• **RAW RECORDS**:
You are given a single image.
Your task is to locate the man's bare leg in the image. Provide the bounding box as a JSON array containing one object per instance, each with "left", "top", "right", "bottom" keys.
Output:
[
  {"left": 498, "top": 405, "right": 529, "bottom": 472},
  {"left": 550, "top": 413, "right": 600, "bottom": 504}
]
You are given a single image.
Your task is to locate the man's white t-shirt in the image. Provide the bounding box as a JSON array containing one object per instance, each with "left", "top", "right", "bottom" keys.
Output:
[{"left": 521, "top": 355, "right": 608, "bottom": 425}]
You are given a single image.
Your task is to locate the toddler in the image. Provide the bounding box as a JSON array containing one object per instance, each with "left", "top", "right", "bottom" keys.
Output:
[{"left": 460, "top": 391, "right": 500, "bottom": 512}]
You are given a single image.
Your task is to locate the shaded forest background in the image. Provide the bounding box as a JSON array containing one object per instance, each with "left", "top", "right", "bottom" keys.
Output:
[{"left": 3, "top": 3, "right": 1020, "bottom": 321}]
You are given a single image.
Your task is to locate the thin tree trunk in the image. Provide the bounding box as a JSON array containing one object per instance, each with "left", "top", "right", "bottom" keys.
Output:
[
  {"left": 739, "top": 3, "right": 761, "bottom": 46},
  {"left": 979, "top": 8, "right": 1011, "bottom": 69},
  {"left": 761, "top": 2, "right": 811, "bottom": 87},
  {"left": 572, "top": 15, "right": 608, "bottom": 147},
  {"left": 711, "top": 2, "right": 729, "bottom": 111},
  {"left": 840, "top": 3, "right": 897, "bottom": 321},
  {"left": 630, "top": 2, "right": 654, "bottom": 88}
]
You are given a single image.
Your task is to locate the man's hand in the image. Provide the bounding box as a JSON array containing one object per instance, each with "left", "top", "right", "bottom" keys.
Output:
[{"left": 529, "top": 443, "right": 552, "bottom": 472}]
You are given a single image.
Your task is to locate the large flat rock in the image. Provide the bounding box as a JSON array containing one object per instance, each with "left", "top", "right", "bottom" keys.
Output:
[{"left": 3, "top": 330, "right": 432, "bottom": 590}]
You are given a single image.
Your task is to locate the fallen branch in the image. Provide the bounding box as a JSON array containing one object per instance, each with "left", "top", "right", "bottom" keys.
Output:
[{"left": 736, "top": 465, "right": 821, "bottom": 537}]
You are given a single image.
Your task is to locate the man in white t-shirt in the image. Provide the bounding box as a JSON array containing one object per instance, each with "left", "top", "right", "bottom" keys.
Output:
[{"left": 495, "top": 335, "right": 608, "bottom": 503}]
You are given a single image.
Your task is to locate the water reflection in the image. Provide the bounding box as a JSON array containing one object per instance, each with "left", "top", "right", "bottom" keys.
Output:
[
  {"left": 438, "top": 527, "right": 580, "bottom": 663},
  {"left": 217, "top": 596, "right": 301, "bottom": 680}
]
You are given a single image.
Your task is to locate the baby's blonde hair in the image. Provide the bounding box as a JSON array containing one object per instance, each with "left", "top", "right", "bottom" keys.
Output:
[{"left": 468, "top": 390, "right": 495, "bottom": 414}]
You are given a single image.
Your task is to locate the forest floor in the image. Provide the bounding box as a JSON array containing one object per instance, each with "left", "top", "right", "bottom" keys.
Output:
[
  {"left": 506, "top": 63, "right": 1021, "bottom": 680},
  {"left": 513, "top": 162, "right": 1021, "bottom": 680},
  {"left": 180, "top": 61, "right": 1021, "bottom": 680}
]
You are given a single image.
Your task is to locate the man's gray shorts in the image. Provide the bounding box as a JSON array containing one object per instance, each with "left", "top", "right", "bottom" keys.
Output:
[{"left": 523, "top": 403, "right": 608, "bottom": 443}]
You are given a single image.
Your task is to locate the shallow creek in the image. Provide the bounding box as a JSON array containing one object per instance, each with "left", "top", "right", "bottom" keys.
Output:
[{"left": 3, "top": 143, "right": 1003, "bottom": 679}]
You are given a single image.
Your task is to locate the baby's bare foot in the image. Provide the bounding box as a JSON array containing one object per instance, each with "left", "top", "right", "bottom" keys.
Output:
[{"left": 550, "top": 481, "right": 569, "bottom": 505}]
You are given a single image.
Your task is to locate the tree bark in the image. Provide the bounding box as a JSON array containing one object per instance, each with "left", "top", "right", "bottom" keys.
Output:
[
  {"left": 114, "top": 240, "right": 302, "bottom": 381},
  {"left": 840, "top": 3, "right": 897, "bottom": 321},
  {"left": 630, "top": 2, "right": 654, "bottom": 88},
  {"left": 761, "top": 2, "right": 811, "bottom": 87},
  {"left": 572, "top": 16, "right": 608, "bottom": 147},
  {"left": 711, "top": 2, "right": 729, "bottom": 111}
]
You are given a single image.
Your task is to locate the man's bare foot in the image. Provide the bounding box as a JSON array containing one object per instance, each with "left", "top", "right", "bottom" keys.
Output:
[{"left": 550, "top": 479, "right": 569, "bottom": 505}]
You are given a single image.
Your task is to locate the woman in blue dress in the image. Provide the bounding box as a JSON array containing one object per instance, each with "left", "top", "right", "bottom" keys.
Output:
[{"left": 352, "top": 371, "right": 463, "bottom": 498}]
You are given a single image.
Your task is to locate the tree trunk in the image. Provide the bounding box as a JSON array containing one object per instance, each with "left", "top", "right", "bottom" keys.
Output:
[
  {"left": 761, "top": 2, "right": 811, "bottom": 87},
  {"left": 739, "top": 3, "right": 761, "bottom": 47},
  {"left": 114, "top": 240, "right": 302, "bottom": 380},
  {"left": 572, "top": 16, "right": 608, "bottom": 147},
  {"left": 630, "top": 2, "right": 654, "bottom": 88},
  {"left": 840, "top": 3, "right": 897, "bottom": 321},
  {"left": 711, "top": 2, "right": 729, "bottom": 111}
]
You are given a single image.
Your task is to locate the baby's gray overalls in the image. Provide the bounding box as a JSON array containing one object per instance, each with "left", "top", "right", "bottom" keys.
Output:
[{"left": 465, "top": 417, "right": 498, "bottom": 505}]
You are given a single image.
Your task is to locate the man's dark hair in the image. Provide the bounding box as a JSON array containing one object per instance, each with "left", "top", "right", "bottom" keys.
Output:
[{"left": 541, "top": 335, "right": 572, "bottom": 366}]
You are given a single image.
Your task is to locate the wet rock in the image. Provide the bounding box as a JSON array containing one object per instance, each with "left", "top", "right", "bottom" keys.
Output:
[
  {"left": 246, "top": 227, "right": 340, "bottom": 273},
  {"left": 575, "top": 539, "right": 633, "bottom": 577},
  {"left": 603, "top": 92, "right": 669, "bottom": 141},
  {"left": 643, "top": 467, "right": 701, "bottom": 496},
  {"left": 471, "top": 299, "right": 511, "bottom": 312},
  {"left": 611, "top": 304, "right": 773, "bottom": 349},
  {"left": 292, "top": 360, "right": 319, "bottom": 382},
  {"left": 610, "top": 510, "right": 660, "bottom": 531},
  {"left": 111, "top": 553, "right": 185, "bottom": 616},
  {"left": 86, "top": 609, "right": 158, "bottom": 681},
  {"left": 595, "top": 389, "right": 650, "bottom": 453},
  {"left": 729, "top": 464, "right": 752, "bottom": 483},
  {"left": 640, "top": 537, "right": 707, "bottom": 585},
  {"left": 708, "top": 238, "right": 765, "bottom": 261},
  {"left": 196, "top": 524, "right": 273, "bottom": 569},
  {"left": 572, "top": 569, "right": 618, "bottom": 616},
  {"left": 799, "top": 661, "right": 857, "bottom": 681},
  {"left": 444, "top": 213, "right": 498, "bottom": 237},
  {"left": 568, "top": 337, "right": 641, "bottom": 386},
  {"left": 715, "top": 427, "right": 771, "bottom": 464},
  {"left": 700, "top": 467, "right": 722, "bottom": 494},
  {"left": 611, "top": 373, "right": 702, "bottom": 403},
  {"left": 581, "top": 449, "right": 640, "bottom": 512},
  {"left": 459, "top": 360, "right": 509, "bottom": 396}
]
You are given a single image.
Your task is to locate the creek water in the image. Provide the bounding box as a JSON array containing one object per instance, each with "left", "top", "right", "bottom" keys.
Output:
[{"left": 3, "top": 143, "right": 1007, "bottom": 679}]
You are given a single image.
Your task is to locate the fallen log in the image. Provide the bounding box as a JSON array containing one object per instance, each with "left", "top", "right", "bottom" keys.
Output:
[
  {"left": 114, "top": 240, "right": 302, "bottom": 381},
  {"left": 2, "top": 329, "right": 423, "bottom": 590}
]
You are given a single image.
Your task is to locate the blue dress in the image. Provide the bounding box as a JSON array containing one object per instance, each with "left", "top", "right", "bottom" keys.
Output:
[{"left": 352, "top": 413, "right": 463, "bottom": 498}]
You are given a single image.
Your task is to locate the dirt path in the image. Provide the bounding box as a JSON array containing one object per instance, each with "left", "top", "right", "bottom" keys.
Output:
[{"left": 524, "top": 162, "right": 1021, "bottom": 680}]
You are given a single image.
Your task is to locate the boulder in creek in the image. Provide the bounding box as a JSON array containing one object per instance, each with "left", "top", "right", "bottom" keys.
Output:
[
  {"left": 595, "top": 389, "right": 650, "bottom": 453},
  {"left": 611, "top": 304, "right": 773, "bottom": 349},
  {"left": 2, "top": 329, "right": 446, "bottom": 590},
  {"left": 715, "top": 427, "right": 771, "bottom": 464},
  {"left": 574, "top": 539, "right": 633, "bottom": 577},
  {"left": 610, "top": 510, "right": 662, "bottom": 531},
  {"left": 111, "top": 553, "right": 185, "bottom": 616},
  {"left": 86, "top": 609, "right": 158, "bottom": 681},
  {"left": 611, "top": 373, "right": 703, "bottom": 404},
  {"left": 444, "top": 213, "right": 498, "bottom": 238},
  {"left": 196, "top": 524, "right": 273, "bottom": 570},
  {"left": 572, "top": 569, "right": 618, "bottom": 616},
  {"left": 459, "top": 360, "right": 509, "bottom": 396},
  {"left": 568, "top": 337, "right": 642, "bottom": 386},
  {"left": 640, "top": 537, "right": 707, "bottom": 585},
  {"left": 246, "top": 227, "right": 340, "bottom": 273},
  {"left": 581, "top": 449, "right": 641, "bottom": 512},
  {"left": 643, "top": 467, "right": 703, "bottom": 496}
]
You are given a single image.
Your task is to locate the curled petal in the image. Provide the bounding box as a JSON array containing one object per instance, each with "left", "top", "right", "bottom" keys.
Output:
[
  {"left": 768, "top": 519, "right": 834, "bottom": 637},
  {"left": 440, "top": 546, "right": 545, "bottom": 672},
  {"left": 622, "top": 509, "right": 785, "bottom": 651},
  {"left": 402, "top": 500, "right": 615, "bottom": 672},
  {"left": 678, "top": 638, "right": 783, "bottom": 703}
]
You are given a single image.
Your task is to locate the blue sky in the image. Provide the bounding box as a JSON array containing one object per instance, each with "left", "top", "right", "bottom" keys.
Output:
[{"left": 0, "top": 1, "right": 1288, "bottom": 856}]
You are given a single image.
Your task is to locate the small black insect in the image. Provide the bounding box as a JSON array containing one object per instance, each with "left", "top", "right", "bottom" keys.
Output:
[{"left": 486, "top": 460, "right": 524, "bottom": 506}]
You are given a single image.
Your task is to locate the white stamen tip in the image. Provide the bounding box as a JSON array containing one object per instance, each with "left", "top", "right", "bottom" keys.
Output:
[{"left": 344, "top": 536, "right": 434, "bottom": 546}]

• **GIVEN INSTRUCTION**: Show each line of the material above that contains the word "dress". Case matters.

• **EXERCISE OUTPUT**:
Your task is to locate the woman in blue dress in the image. Provide the bounding box as a JSON array containing one object per instance, each with "left", "top", "right", "bottom" keys.
Your task is to locate the blue dress in the image. Provide the bounding box as a JSON array containing one object per instance, each with "left", "top", "right", "bottom" keys.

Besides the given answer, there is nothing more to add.